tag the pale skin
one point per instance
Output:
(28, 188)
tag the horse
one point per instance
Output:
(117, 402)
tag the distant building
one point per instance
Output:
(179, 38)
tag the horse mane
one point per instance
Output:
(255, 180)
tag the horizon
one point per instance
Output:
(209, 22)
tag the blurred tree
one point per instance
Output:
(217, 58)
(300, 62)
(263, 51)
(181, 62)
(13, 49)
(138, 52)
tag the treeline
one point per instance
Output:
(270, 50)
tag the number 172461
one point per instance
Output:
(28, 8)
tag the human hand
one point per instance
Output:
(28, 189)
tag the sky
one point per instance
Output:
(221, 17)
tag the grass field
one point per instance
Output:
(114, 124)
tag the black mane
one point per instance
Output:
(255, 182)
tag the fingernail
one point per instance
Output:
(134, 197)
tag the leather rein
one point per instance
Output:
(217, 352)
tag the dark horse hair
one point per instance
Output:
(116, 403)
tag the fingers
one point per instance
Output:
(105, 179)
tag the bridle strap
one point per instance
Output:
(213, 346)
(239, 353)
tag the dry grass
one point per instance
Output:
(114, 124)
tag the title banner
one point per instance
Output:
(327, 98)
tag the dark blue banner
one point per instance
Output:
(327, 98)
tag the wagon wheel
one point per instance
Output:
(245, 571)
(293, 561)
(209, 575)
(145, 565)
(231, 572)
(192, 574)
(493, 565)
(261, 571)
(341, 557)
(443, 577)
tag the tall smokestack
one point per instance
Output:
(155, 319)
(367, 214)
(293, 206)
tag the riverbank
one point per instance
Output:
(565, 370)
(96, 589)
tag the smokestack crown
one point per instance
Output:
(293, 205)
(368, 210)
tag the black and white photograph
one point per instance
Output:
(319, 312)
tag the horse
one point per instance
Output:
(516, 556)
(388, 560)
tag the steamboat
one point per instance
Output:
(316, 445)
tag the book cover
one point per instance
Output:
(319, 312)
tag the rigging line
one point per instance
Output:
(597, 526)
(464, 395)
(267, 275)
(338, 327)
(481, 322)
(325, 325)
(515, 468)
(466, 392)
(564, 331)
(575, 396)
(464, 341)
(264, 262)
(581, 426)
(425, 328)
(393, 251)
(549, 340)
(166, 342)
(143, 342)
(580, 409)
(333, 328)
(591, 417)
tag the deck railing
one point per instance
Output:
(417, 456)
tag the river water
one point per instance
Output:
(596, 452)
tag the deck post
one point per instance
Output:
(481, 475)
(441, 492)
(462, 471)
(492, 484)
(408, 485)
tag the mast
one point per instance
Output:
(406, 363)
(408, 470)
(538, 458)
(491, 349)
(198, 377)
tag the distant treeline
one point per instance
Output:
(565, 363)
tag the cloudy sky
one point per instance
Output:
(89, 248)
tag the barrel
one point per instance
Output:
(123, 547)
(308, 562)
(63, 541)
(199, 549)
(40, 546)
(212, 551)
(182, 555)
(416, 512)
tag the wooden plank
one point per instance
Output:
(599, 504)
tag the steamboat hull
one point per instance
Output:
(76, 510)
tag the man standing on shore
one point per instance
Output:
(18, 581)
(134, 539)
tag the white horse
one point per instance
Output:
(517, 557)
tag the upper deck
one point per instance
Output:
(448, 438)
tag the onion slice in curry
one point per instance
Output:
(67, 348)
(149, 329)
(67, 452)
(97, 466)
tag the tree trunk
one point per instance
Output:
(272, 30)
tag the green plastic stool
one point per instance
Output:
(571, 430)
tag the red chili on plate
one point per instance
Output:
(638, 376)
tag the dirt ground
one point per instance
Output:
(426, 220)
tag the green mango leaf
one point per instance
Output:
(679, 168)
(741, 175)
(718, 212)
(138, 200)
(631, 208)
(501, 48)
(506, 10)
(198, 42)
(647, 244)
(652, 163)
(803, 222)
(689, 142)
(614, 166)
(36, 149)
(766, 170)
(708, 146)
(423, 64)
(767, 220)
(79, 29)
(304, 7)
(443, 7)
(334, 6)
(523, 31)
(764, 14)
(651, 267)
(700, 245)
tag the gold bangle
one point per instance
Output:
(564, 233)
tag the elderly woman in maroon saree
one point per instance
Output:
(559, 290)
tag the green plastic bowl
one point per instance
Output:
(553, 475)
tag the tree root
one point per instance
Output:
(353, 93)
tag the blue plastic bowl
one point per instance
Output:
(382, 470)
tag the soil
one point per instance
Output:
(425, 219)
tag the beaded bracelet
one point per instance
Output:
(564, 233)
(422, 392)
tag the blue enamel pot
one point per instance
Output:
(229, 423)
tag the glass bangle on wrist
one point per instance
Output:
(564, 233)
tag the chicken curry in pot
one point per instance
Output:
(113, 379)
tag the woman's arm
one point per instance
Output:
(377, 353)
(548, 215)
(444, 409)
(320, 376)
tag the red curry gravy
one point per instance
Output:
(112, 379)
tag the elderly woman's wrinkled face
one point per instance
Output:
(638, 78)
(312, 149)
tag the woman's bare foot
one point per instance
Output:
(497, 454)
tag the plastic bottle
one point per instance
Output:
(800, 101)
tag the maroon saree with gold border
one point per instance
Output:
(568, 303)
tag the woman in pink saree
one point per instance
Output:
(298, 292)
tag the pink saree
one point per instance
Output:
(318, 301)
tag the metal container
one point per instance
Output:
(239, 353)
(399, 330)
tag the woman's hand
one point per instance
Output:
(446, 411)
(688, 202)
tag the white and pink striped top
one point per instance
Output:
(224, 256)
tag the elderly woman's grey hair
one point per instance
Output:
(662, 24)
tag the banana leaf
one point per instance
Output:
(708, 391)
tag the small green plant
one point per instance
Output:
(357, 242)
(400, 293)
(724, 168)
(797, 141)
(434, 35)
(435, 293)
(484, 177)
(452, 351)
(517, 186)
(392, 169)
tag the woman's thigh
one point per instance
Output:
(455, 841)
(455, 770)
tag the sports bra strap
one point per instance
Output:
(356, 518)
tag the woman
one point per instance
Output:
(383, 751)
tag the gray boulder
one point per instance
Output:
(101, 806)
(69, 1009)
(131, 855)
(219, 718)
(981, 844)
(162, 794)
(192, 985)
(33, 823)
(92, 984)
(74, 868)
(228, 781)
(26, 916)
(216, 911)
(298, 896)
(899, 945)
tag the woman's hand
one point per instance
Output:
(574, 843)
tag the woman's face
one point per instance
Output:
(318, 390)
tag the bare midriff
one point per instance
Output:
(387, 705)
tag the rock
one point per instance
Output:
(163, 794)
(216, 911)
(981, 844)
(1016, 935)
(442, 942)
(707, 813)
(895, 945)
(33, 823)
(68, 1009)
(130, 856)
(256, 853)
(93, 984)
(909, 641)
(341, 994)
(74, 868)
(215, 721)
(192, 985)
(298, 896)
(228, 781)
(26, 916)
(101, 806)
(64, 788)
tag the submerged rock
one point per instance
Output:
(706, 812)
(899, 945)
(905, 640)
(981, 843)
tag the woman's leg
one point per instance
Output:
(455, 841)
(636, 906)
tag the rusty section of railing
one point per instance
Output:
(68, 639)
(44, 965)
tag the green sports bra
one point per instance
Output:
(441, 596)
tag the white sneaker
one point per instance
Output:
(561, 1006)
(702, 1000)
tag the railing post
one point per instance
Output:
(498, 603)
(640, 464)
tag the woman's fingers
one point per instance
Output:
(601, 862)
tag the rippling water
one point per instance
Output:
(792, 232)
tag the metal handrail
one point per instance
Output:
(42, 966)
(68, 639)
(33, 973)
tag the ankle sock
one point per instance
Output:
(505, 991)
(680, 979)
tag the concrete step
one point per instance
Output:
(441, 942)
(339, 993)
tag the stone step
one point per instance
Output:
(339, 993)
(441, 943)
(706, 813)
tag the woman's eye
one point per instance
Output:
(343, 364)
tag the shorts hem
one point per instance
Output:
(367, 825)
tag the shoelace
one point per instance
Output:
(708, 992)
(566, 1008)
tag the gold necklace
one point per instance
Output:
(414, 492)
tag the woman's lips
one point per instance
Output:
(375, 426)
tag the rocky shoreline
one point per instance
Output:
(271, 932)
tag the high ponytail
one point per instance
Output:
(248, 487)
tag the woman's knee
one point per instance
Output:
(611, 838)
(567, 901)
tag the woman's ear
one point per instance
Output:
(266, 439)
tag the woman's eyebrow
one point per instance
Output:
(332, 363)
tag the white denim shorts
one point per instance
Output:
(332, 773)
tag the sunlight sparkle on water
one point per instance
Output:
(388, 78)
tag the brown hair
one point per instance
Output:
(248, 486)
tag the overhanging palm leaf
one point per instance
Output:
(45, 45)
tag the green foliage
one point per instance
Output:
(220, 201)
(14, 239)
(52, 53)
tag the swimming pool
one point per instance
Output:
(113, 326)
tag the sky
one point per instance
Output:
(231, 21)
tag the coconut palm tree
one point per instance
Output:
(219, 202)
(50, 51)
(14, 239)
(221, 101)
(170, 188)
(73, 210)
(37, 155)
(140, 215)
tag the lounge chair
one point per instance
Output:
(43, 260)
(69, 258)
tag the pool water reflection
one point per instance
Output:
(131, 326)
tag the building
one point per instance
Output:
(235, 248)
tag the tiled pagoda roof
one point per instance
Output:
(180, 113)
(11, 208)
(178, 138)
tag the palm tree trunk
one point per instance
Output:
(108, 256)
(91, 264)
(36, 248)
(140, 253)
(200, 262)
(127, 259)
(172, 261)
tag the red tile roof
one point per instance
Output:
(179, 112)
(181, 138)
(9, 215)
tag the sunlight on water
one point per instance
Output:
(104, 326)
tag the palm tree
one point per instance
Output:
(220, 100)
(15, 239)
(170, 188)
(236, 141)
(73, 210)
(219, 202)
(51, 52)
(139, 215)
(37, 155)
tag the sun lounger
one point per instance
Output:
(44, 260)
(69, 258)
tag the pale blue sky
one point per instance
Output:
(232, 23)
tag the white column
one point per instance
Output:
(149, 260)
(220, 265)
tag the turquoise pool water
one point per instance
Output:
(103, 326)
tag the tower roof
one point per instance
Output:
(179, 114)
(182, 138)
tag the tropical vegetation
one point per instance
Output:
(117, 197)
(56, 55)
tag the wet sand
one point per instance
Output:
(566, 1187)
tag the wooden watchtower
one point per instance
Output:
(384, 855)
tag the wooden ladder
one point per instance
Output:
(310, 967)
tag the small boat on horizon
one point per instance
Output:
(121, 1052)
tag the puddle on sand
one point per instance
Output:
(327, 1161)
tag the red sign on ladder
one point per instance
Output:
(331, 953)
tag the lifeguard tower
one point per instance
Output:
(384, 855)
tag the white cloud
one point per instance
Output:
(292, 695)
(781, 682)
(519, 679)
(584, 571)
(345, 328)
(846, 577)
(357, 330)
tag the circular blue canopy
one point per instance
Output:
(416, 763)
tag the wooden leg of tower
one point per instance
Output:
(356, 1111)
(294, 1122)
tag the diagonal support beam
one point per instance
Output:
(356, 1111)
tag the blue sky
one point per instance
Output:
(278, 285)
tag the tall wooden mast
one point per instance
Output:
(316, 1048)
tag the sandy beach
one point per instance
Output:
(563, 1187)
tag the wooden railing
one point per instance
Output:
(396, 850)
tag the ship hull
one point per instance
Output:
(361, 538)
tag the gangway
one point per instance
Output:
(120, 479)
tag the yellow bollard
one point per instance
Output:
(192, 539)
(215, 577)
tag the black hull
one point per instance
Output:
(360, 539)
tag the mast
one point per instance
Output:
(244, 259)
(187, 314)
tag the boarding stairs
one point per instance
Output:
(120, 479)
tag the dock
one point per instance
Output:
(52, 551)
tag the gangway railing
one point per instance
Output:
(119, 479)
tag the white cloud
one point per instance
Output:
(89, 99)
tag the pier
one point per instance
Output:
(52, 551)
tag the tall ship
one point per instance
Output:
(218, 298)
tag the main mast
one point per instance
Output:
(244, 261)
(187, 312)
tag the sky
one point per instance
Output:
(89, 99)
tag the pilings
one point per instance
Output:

_ _ _ _

**Exercise brief:**
Only a number is wanted here: how many lines of the records above contain "gangway".

**Solution to this task:**
2